* _Exercise requirements_
In the article on the film Sivaranjiniyum Innum Sila Pengalum, who designed the sounds the film uses instead of a score?

* _Selected text_
Sivaranjiniyum Innum Sila Pengalum () is a 2021 Indian Tamil-language anthology film directed by Vasanth S Sai.

The film notably has no score, instead featuring sounds designed by Anand Krishnamoorthi. The production of the film started in early 2015, had the premiere in 2018 at several film festivals and finally released through OTT platform SonyLIV, skipping theatrical release.

This film won three National Film Awards: Best Feature Film in Tamil, Best Supporting Actress and Best Editing.

Summary
The film contains three female-centric short stories written by the writers Ashoka Mithran (Vimosanam), Adhavan (Ottam) and Jeyamohan (Devakich chiththiyin diary). starring Lakshmi Priyaa Chandramouli, Parvathy Thiruvothu, and Kalieswari Sreenivasan in the lead roles.

Cast
 
 Lakshmi Priyaa Chandramouli as Sivaranjini 
 Parvathy Thiruvothu as Devaki
 Kalieswari Srinivasan as Saraswati
 Karunakaran as Chandran
 Sunder Ramu as Mani
 Karthick Krishna as Hari
 G. Marimuthu
 Senthi Kumari
 Hamaresh
  Nethra
 Rama
 Eswari
 Raja Rani Pandian
 Lizzie Antony
 Vazhakku Enn Muthuraman
 Raichal Rabecca
 Rajmohan
 Cheenu Mohan
 Sairam Vishwa
 Vaali Mohan Das 
 Vijaya Paatti

Production
Production work for the film began during January 2015, with Vasanth beginning a schedule for a new film starring Parvathy Thiruvothu were approached to be a part of the cast, as was actor Karunakaran Vasanth noted that the film would be women-centric and would be made as a tribute to his late mentor, K. Balachander, who often depicted strong woman characters in his films. The film was revealed to have three female-centric short stories written by writers Jeyamohan, Adhavan and Ashokamitran.

* _Dataset records_
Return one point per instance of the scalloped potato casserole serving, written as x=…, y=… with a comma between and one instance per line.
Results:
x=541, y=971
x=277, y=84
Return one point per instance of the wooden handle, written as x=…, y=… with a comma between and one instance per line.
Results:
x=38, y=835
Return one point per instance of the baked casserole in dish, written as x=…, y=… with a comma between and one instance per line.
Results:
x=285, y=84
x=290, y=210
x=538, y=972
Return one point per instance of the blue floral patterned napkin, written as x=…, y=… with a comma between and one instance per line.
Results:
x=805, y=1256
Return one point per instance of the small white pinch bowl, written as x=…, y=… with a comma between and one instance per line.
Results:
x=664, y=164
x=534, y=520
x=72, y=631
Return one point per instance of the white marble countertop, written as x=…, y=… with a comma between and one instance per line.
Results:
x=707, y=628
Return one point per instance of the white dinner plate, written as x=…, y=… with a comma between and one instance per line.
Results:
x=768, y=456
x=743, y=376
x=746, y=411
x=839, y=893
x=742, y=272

* _Completed task_
Anand Krishnamoorthi